To be done:
Edit the rows starting at the line that contains "Labeling fields. Category: spent" and running through the end of the rows so that "spent flower head" becomes "withered flower head", with everything else unchanged. Leave the pictures out of the answer.

Source records:
===
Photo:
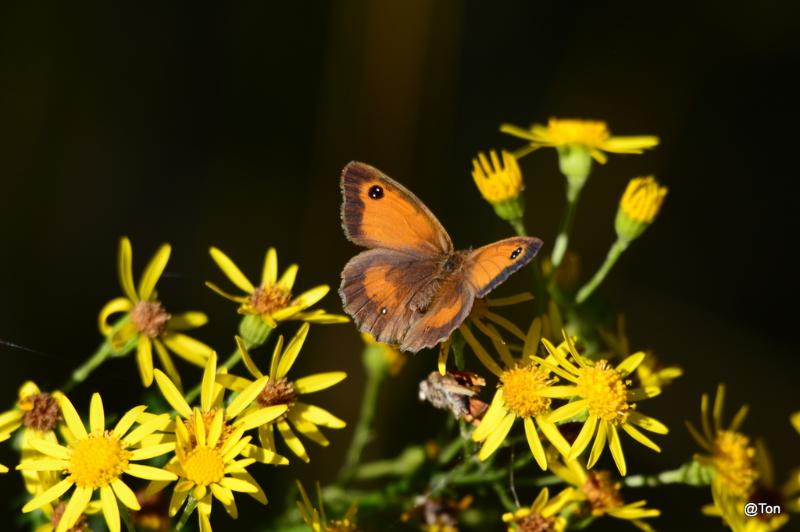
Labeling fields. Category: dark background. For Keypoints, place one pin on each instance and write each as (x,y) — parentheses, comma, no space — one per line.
(229,126)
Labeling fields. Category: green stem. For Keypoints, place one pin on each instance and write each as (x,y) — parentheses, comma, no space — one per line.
(613,255)
(690,473)
(375,366)
(81,373)
(562,240)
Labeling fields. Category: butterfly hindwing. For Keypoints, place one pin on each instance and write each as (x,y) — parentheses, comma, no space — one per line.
(488,266)
(377,288)
(378,212)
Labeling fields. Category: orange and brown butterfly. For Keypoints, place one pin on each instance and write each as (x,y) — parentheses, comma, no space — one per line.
(412,288)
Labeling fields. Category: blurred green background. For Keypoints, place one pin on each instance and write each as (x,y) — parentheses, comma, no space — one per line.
(229,125)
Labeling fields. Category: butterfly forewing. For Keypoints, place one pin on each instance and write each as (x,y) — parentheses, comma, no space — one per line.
(378,212)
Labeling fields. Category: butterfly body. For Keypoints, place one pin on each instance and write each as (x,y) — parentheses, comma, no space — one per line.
(412,288)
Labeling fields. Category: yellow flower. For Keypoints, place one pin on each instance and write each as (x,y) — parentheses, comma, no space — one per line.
(521,394)
(602,494)
(638,207)
(730,453)
(96,460)
(208,441)
(272,300)
(542,515)
(602,394)
(593,136)
(316,519)
(497,181)
(276,389)
(147,323)
(38,414)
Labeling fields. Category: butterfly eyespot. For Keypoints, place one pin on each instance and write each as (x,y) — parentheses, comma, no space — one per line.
(376,192)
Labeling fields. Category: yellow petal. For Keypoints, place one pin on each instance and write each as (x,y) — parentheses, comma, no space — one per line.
(599,444)
(172,395)
(144,359)
(269,272)
(291,352)
(71,417)
(125,269)
(584,437)
(318,416)
(48,496)
(292,441)
(153,271)
(616,449)
(535,444)
(248,361)
(119,304)
(497,437)
(496,412)
(150,472)
(231,270)
(320,381)
(110,508)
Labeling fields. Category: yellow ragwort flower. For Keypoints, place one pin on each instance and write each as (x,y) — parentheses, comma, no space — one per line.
(602,494)
(38,414)
(96,460)
(602,394)
(542,515)
(497,181)
(278,390)
(208,441)
(316,519)
(730,452)
(521,394)
(591,135)
(638,207)
(146,322)
(272,300)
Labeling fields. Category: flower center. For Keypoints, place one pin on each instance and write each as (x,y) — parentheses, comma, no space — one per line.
(584,132)
(601,492)
(42,412)
(519,390)
(203,465)
(268,299)
(602,386)
(80,525)
(150,318)
(536,523)
(97,460)
(280,392)
(734,462)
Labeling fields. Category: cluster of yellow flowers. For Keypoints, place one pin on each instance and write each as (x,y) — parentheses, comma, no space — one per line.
(205,451)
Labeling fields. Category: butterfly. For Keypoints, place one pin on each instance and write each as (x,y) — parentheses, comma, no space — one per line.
(412,288)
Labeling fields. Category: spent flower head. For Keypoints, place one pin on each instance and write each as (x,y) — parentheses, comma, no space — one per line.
(145,323)
(95,460)
(272,299)
(602,396)
(208,441)
(277,389)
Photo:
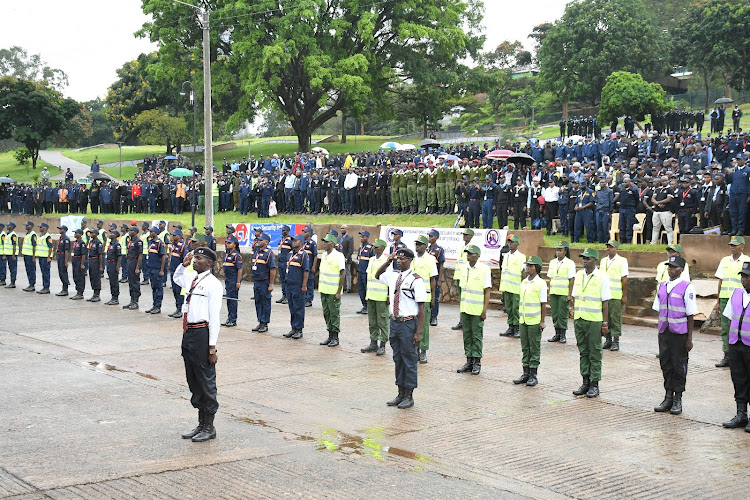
===
Correct answer:
Labeling fields. Category: withered flower head. For Keypoints, place one pin on each instance and write each as (x,y) — parentheses, comma, no space — one per line.
(145,323)
(95,460)
(272,299)
(602,396)
(208,441)
(277,389)
Photo:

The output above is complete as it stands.